* _WORK TASK 1_
List the social networking websites that Sprankle's son encouraged him to join, according to the article about Sprankle below.
* _WORK TASK 2_
In the article about Sprankle below, why does Sprankle say the Northwest suits him better than the Southwest? Answer in one to three sentences.
* _WORK TASK 3_
According to the article about Sprankle below, how many pages long is his health care plan?

* _PAGE TEXT_
○ ○ ○ ○ ○
He joins a crowded field of more than 230 people who have filed papers with the Federal Election Commission seeking nominations for the 2008 presidential race. It doesn’t cost anything to file as a candidate for a federal office.
He knows he’s up against big money, not to mention Ivy League-educated titans groomed for greatness since birth.
Still, whatever Sprankle lacks, he believes he makes up for it in passion and character.
Sprankle, who was born in Chicago, doesn’t have a college degree, although he took some technical courses at Ohlone College in Fremont, Calif., where he grew up.
He became a father at 18, and left school and took up a career in appliance repair in order to support his young family.
At Maytag, Sprankle eventually worked his way up to regional manager before his illness forced him to retire in 2003.
“I’ve been a struggling family man all of my life and I know the decisions that people make when they’re low on money,” he said, sitting in his Everett home last week, his energetic English springer spaniel, Nick, at his side. “This is something our leaders are not looking at.”
Sprankle sees inflation creeping into the economy in the form of higher food and fuel costs, and believes Americans are paying too much for health care.
A few years ago, he and his family moved from Phoenix to Snohomish County, where his wife Donna grew up. He said the Northwest’s cooler climate is better for his medical condition than the heat of the Southwest.
Before he decided to run for president, Sprankle, an avid sailor who owns two sailboats and a 40-foot motor cruiser, founded the company Sea, Sun ‘N Fun. He hoped to bring a paddleboat to Seattle and eventually buy a cruise line.
Central to Sprankle’s platform is his universal health care plan, funded through investment income, rather than taxes.
Like everyone who runs for president, Sprankle’s own life experience influenced his decision to seek higher officer.
Frustration with the health care system compelled him to find a solution.
For instance, he said, doctors prescribed a drug to slow the degenerative effects of his disease, which grows more severe over time. However, at $1,300 a month, he cannot afford the medication.
Insurance company rigmarole, he said, also prevented him from seeing a specialist for two months at a time when he almost lost the ability to walk. He saw three doctors and was prescribed three medications before he finally was allowed to see a neurologist who promptly diagnosed and treated the problem.
He’s spent the past year researching and writing his 600-page health care plan. He declined to share it for this story — he’s still working on it — but said it would add regulations and measures to stop “runaway costs of medical treatment and prescription drugs.”
He notes that other presidents had their share of health problems, including Franklin D. Roosevelt and John F. Kennedy.
Ray Gale, Sprankle’s brother-in-law, said the candidate’s thoughts on health care should resonate well with the public.
“He’s had such a hard time with his medical issue and it shouldn’t be that way,” said Gale, 47, a Machinist who lives near Lake Stevens. “It don’t matter Democrat or Republican, we all have to deal with medical issues at one point or another.”
Most of Sprankle’s campaigning comes in the form of family members handing out flyers, calling political organizations and advertising on free Web sites.
Sprankle’s son, Richard Sprankle, is his campaign manager.
The 24-year-old truck driver encouraged his father to join a number of popular social networking Web sites, including Facebook, MySpace and Twitter. He sought campaign volunteers on Craigslist.
He also persuaded the elder Sprankle to film 21 video standups articulating various policy positions on YouTube. There’s Sprankle standing before the flagpole overlooking Port Gardner Bay. There he is again, at Everett Marina. In others he wears a dark suit as he spells out his ideas from his comfortable sitting room.
How does Richard Sprankle see his father’s chance of success?
“There’s nothing in the Constitution that says you have to be an experienced politician to be elected president,” he said.
○ ○ ○ ○ ○
* _EXTRACTED MATERIAL_
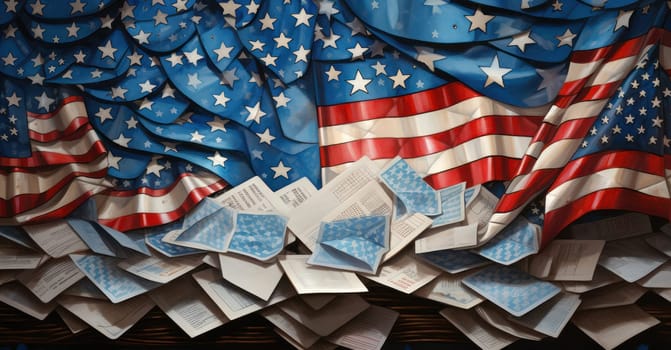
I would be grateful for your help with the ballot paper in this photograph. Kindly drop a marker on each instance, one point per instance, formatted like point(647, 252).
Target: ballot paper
point(51, 279)
point(449, 289)
point(619, 294)
point(331, 317)
point(454, 261)
point(367, 331)
point(188, 306)
point(316, 279)
point(613, 228)
point(112, 320)
point(160, 269)
point(417, 195)
point(256, 277)
point(405, 273)
point(517, 241)
point(511, 289)
point(631, 259)
point(117, 284)
point(304, 221)
point(354, 244)
point(19, 297)
point(498, 319)
point(613, 326)
point(452, 204)
point(480, 332)
point(56, 238)
point(451, 238)
point(551, 317)
point(260, 236)
point(233, 301)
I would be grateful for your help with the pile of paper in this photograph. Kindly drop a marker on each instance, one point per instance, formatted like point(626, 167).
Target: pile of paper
point(301, 256)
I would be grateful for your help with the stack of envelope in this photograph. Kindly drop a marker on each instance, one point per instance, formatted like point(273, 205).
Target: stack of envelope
point(304, 258)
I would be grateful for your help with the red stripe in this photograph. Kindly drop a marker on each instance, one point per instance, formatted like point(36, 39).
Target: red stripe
point(398, 106)
point(607, 199)
point(144, 220)
point(412, 147)
point(476, 172)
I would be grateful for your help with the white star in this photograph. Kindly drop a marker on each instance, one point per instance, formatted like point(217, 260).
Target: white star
point(119, 92)
point(495, 73)
point(267, 22)
point(302, 18)
point(281, 100)
point(77, 6)
point(280, 170)
point(623, 19)
point(193, 57)
point(399, 79)
point(223, 51)
point(107, 50)
point(221, 99)
point(566, 38)
point(479, 20)
point(217, 159)
point(104, 114)
point(282, 41)
point(265, 137)
point(359, 83)
point(333, 74)
point(522, 40)
point(193, 80)
point(44, 101)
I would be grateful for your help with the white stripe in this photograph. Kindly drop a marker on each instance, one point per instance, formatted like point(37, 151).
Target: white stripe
point(571, 190)
point(425, 123)
point(60, 121)
point(111, 207)
point(20, 183)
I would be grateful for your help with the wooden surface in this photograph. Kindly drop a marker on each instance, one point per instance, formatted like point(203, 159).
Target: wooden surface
point(419, 326)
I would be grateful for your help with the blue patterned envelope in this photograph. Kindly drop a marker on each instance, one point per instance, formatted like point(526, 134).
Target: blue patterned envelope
point(355, 244)
point(409, 187)
point(258, 235)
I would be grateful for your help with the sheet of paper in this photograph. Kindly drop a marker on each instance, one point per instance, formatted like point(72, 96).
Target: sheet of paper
point(367, 331)
point(511, 289)
point(631, 259)
point(478, 331)
point(574, 260)
point(74, 324)
point(498, 319)
point(452, 238)
point(619, 294)
point(112, 320)
point(16, 257)
point(551, 317)
point(51, 279)
point(331, 317)
point(448, 289)
point(613, 326)
point(19, 297)
point(659, 278)
point(290, 327)
point(602, 277)
point(617, 227)
point(233, 301)
point(304, 221)
point(405, 273)
point(160, 269)
point(256, 277)
point(117, 284)
point(308, 279)
point(188, 306)
point(56, 238)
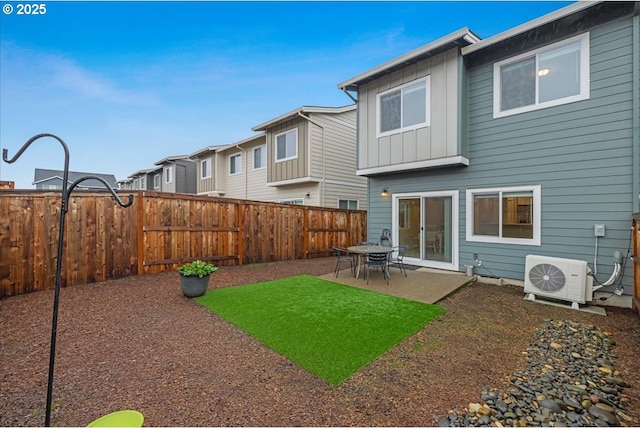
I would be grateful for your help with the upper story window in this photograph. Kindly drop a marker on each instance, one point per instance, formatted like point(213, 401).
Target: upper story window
point(347, 204)
point(404, 108)
point(507, 215)
point(553, 75)
point(260, 157)
point(287, 145)
point(205, 168)
point(295, 201)
point(235, 164)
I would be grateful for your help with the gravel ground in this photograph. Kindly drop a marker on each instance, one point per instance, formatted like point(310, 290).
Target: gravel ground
point(138, 343)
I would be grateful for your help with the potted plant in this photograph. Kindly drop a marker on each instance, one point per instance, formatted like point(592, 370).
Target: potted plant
point(194, 277)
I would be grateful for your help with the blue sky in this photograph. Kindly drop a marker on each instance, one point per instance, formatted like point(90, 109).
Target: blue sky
point(126, 84)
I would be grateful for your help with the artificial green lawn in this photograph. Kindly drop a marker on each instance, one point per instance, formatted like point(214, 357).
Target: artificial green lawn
point(330, 329)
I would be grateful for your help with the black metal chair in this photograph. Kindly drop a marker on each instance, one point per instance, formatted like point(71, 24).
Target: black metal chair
point(385, 240)
point(378, 260)
point(343, 256)
point(397, 258)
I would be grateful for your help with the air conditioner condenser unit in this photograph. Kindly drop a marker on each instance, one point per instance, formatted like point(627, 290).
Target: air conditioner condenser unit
point(558, 278)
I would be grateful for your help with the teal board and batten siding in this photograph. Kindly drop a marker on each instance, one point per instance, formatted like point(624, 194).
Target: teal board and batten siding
point(579, 153)
point(439, 140)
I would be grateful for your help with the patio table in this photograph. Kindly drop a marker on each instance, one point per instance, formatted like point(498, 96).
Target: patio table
point(364, 250)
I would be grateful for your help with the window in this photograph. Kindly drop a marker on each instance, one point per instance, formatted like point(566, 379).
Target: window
point(205, 168)
point(260, 157)
point(287, 145)
point(404, 108)
point(235, 164)
point(509, 215)
point(298, 201)
point(347, 204)
point(553, 75)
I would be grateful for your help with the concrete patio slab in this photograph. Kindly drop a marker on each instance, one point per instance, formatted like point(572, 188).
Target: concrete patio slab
point(421, 285)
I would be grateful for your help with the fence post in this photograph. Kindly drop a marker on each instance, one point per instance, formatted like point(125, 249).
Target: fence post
point(305, 235)
point(240, 234)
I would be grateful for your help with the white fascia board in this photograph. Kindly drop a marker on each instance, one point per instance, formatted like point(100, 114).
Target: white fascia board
point(293, 181)
point(208, 149)
point(527, 26)
point(463, 33)
point(304, 109)
point(171, 158)
point(242, 142)
point(432, 163)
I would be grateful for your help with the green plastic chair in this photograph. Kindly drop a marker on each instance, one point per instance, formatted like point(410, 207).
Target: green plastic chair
point(121, 418)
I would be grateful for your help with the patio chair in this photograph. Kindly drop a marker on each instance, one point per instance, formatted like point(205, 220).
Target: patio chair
point(397, 258)
point(343, 256)
point(377, 260)
point(386, 241)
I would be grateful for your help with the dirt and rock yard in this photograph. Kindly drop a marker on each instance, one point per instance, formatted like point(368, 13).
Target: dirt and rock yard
point(138, 343)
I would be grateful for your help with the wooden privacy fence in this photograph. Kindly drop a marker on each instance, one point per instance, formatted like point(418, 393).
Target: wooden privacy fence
point(635, 242)
point(157, 233)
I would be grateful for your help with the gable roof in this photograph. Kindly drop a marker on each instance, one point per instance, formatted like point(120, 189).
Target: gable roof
point(41, 175)
point(251, 139)
point(300, 110)
point(173, 158)
point(568, 16)
point(460, 38)
point(210, 149)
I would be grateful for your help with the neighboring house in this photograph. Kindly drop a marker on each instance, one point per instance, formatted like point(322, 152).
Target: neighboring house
point(210, 170)
point(49, 179)
point(146, 179)
point(514, 145)
point(176, 174)
point(306, 156)
point(125, 184)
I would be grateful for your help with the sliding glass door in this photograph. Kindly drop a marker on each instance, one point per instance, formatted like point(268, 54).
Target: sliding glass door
point(427, 224)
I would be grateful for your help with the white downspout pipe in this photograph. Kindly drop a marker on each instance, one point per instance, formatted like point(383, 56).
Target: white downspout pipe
point(323, 191)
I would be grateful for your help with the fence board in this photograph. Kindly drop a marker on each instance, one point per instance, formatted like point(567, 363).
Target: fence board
point(157, 233)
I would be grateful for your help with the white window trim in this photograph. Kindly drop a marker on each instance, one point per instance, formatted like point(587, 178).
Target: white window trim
point(239, 164)
point(426, 123)
point(291, 201)
point(585, 75)
point(537, 211)
point(202, 163)
point(295, 130)
point(349, 200)
point(263, 147)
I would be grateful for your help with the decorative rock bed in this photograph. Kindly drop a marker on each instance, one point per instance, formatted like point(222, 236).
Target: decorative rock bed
point(569, 380)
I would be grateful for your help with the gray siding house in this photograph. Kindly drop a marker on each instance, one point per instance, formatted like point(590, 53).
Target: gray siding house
point(491, 150)
point(49, 179)
point(178, 175)
point(310, 156)
point(145, 179)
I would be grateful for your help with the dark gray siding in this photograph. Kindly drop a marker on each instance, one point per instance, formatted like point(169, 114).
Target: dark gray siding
point(579, 153)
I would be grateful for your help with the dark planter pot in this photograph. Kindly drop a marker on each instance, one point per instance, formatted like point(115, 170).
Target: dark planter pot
point(194, 286)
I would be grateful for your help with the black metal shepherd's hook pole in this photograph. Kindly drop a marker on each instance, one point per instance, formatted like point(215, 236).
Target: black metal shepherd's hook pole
point(63, 211)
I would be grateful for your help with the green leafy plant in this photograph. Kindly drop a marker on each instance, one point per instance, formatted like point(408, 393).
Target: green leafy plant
○ ○ ○ ○ ○
* _TASK OUTPUT 1_
Facebook, MySpace and Twitter.

* _TASK OUTPUT 2_
He said the Northwest's cooler climate is better for his medical condition than the heat of the Southwest. He and his family moved from Phoenix to Snohomish County, where his wife Donna grew up.

* _TASK OUTPUT 3_
600 pages.